_Records for the task:_
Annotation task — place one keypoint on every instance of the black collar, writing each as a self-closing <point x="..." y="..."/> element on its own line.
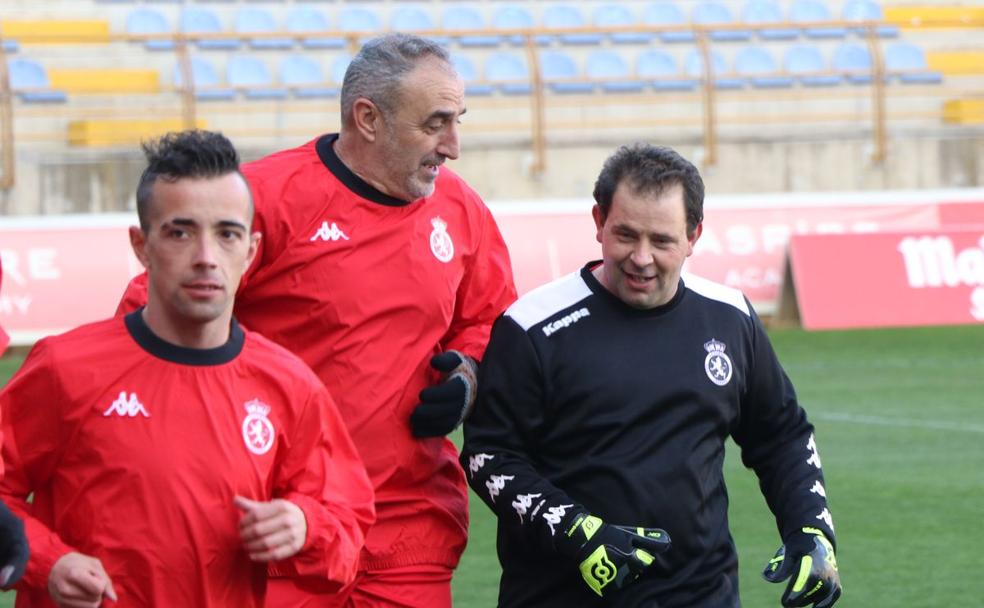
<point x="326" y="152"/>
<point x="150" y="342"/>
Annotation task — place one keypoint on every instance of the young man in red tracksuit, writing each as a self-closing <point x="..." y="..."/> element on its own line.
<point x="384" y="271"/>
<point x="173" y="455"/>
<point x="13" y="544"/>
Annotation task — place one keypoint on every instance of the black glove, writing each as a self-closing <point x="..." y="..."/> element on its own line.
<point x="808" y="557"/>
<point x="446" y="405"/>
<point x="13" y="547"/>
<point x="610" y="557"/>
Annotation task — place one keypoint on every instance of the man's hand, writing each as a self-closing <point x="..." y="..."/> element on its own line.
<point x="610" y="557"/>
<point x="271" y="530"/>
<point x="13" y="547"/>
<point x="446" y="405"/>
<point x="808" y="557"/>
<point x="79" y="581"/>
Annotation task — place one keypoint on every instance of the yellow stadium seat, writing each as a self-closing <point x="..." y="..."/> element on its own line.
<point x="964" y="111"/>
<point x="113" y="132"/>
<point x="84" y="80"/>
<point x="40" y="31"/>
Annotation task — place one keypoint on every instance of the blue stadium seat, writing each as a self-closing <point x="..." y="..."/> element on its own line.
<point x="560" y="73"/>
<point x="208" y="86"/>
<point x="853" y="61"/>
<point x="254" y="20"/>
<point x="764" y="12"/>
<point x="560" y="16"/>
<point x="513" y="17"/>
<point x="144" y="20"/>
<point x="251" y="75"/>
<point x="807" y="65"/>
<point x="303" y="19"/>
<point x="866" y="10"/>
<point x="359" y="19"/>
<point x="461" y="18"/>
<point x="760" y="68"/>
<point x="723" y="79"/>
<point x="201" y="20"/>
<point x="814" y="11"/>
<point x="508" y="72"/>
<point x="618" y="15"/>
<point x="29" y="81"/>
<point x="612" y="72"/>
<point x="907" y="62"/>
<point x="667" y="14"/>
<point x="303" y="77"/>
<point x="466" y="69"/>
<point x="713" y="13"/>
<point x="662" y="71"/>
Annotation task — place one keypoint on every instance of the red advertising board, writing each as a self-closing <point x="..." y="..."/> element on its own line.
<point x="889" y="279"/>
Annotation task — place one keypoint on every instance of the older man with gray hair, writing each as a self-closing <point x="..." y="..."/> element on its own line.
<point x="384" y="271"/>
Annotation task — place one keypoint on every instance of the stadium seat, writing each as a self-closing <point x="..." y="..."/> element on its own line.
<point x="618" y="15"/>
<point x="250" y="75"/>
<point x="304" y="79"/>
<point x="462" y="18"/>
<point x="253" y="20"/>
<point x="906" y="61"/>
<point x="694" y="66"/>
<point x="508" y="72"/>
<point x="414" y="19"/>
<point x="145" y="20"/>
<point x="814" y="11"/>
<point x="662" y="71"/>
<point x="760" y="68"/>
<point x="560" y="73"/>
<point x="201" y="20"/>
<point x="662" y="14"/>
<point x="713" y="13"/>
<point x="513" y="17"/>
<point x="764" y="12"/>
<point x="561" y="16"/>
<point x="853" y="61"/>
<point x="612" y="72"/>
<point x="866" y="10"/>
<point x="466" y="69"/>
<point x="806" y="64"/>
<point x="359" y="19"/>
<point x="304" y="19"/>
<point x="208" y="86"/>
<point x="29" y="81"/>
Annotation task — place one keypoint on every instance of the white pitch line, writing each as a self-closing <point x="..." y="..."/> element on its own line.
<point x="899" y="422"/>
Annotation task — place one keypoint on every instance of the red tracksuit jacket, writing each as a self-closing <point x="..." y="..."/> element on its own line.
<point x="134" y="449"/>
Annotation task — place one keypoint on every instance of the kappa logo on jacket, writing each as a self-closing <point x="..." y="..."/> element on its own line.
<point x="126" y="406"/>
<point x="329" y="232"/>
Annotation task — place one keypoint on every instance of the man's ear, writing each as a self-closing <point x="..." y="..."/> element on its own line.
<point x="599" y="218"/>
<point x="138" y="241"/>
<point x="366" y="117"/>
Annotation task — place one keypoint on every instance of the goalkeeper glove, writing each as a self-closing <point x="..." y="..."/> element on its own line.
<point x="610" y="557"/>
<point x="13" y="547"/>
<point x="808" y="557"/>
<point x="446" y="405"/>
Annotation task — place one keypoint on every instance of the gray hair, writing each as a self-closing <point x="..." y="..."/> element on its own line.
<point x="378" y="69"/>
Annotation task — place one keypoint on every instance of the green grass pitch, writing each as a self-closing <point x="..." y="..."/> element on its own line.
<point x="900" y="426"/>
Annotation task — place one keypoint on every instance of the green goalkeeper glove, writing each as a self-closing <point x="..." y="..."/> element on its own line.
<point x="611" y="557"/>
<point x="808" y="557"/>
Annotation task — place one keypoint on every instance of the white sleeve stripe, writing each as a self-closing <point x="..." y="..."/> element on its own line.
<point x="716" y="291"/>
<point x="547" y="300"/>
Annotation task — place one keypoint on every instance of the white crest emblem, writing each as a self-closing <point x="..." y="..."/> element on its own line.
<point x="717" y="364"/>
<point x="441" y="244"/>
<point x="258" y="431"/>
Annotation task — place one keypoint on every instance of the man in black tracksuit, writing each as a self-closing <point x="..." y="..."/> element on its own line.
<point x="605" y="400"/>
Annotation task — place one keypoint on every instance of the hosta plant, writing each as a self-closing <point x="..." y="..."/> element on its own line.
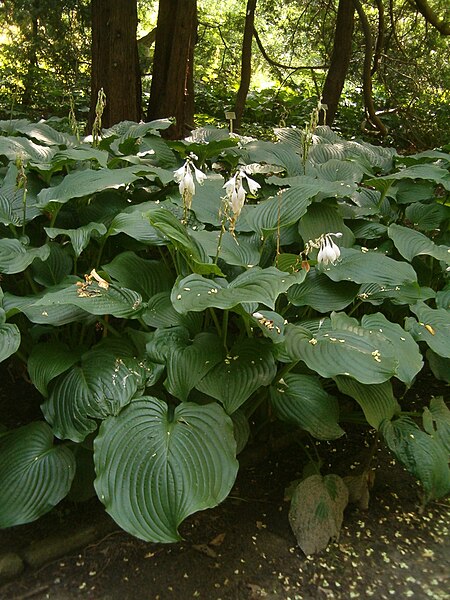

_Exercise aim:_ Leave every picture out and write out, word for word, the lines from the one that contains "the white sleeve" through the last line of the records.

_Result of this task:_
Annotation task — place one keypoint on every instance of the white sleeve stripe, writing each as a self-closing <point x="..." y="..."/> element on its own line.
<point x="716" y="291"/>
<point x="547" y="300"/>
Annotation task — place one keypoint on every instance of the white crest emblem, writing each as a self-closing <point x="..." y="..."/> element on its own line.
<point x="717" y="364"/>
<point x="441" y="244"/>
<point x="258" y="431"/>
Annotation task — place one keypoint on every instance of the man in black tracksuit, writing each as a self-closing <point x="..." y="..."/> element on its own line.
<point x="605" y="400"/>
Annotation task — place one keypoint on every instance of the hosta plant, writing each as a self-closing <point x="..." y="..."/> element on its own line.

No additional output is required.